— Ваша задача —
Сократите абзац из отрывка книги об отце, начинающийся словами «Как правило, я находила сочувствие», и сохраните его основные факты.

— Исходный текст —
......

Лив Нансен-Хейер - Книга об отце (Нансен и мир)
«Вот снобы,— думалось мне,— они подлизываются и притворяются, потому что хотят украсить себя знакомством с ним. А отец этого не понимает».
Как правило, я находила сочувствие у Доддо — профессора Торупа. Он был большим скептиком. «Твой отец совсем не психолог»,— говаривал он с сочувственной улыбкой. И звучало это почти как комплимент. Он очень ценил отца, поэтому я не боялась делиться с ним своими мыслями.
Всех посторонних Доддо относил к тому или иному «случаю», недаром же он был медиком. И когда я приходила к нему в университет и у Нас заходила речь о «друзьях» моего отца, он как бы доставал свою картотеку и изучал данный случай, обратив ко мне свой величественный классический профиль, щурил свои прекрасные глаза и на ломаном датско-норвежском, в котором с годами все больше появлялось датского, говорил: «Гм, дружок, симптомы-то повторяются».
Конечно же, утешительно было услышать ученое мнение Доддо о некоторых вещах, но в будничных домашних делах это не очень помогало.

......

— Выдержка из данных —
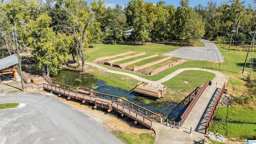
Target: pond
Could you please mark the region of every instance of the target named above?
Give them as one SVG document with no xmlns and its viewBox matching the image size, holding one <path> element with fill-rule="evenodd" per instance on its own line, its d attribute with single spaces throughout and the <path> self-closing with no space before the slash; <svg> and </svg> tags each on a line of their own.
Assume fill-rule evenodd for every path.
<svg viewBox="0 0 256 144">
<path fill-rule="evenodd" d="M 169 120 L 178 121 L 185 108 L 177 104 L 168 102 L 166 104 L 146 105 L 136 101 L 134 98 L 137 95 L 133 91 L 129 92 L 118 88 L 108 86 L 102 80 L 96 78 L 93 75 L 71 70 L 61 70 L 54 78 L 54 81 L 66 85 L 91 88 L 94 91 L 119 97 L 126 98 L 129 101 L 152 111 L 161 114 Z"/>
</svg>

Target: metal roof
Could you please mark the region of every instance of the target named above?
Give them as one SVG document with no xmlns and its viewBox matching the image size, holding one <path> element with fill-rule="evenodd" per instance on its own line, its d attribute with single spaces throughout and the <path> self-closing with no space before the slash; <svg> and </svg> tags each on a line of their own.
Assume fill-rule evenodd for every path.
<svg viewBox="0 0 256 144">
<path fill-rule="evenodd" d="M 19 63 L 18 58 L 15 54 L 0 59 L 0 70 Z"/>
<path fill-rule="evenodd" d="M 124 31 L 123 31 L 123 32 L 132 32 L 133 30 L 133 28 L 132 28 L 132 29 L 130 29 L 128 30 L 126 30 Z"/>
</svg>

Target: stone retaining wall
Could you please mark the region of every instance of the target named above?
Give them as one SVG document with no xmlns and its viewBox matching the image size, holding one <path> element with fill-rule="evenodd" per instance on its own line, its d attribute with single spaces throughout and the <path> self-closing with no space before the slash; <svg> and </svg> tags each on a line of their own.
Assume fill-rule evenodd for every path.
<svg viewBox="0 0 256 144">
<path fill-rule="evenodd" d="M 100 60 L 106 60 L 106 59 L 108 59 L 113 58 L 116 58 L 117 57 L 118 57 L 118 56 L 122 56 L 130 54 L 132 54 L 133 53 L 133 52 L 129 51 L 129 52 L 124 52 L 124 53 L 122 53 L 118 54 L 116 54 L 115 55 L 114 55 L 114 56 L 105 56 L 105 57 L 102 57 L 102 58 L 96 58 L 96 60 L 94 60 L 94 61 L 100 61 Z"/>
<path fill-rule="evenodd" d="M 187 61 L 188 61 L 187 60 L 181 59 L 181 60 L 178 60 L 176 62 L 172 62 L 168 64 L 166 64 L 164 66 L 162 66 L 158 68 L 156 68 L 153 70 L 153 71 L 152 71 L 152 72 L 151 72 L 151 75 L 153 75 L 156 74 L 158 72 L 161 72 L 171 67 L 175 66 L 177 64 L 182 64 Z"/>
<path fill-rule="evenodd" d="M 155 65 L 156 64 L 158 64 L 158 63 L 160 63 L 160 62 L 164 62 L 165 61 L 166 61 L 167 60 L 169 60 L 169 59 L 172 58 L 170 56 L 168 56 L 168 57 L 166 57 L 164 58 L 162 58 L 160 60 L 156 60 L 149 63 L 148 63 L 147 64 L 145 64 L 144 65 L 143 65 L 142 66 L 137 66 L 134 68 L 134 71 L 136 71 L 137 70 L 140 70 L 141 69 L 142 69 L 144 68 L 147 68 L 147 67 L 149 67 L 151 66 L 153 66 L 154 65 Z"/>
<path fill-rule="evenodd" d="M 136 56 L 142 56 L 143 55 L 144 55 L 146 54 L 146 52 L 143 52 L 140 54 L 134 54 L 132 56 L 126 56 L 124 58 L 118 58 L 117 59 L 115 59 L 115 60 L 110 60 L 110 61 L 108 61 L 107 62 L 108 62 L 109 63 L 112 63 L 113 64 L 113 63 L 115 62 L 118 62 L 118 61 L 120 61 L 121 60 L 126 60 L 128 58 L 134 58 Z"/>
<path fill-rule="evenodd" d="M 158 54 L 154 54 L 152 56 L 148 56 L 146 57 L 145 57 L 145 58 L 140 58 L 139 59 L 138 59 L 138 60 L 133 60 L 133 61 L 131 61 L 130 62 L 126 62 L 126 63 L 124 63 L 123 64 L 119 64 L 119 66 L 121 68 L 124 68 L 124 67 L 125 67 L 126 66 L 127 66 L 128 65 L 134 64 L 134 63 L 136 63 L 136 62 L 138 62 L 143 60 L 146 60 L 147 59 L 149 59 L 149 58 L 154 58 L 154 57 L 158 56 Z"/>
</svg>

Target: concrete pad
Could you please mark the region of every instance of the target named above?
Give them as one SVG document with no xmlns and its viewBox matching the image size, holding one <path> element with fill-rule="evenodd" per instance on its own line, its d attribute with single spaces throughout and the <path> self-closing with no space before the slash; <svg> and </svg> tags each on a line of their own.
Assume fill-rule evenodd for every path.
<svg viewBox="0 0 256 144">
<path fill-rule="evenodd" d="M 190 134 L 190 129 L 172 128 L 160 123 L 153 129 L 156 133 L 155 144 L 200 144 L 204 136 L 194 131 Z"/>
<path fill-rule="evenodd" d="M 212 42 L 202 40 L 204 47 L 187 46 L 164 54 L 164 56 L 187 60 L 223 62 L 223 57 L 217 46 Z"/>
</svg>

......

— Выполненное задание —
Обычно я находила сочувствие у Доддо, профессора Торупа, большого скептика. С сочувственной улыбкой он говорил, что мой отец совсем не психолог, и это звучало почти как комплимент. Доддо очень ценил отца, поэтому я не боялась делиться с ним своими мыслями.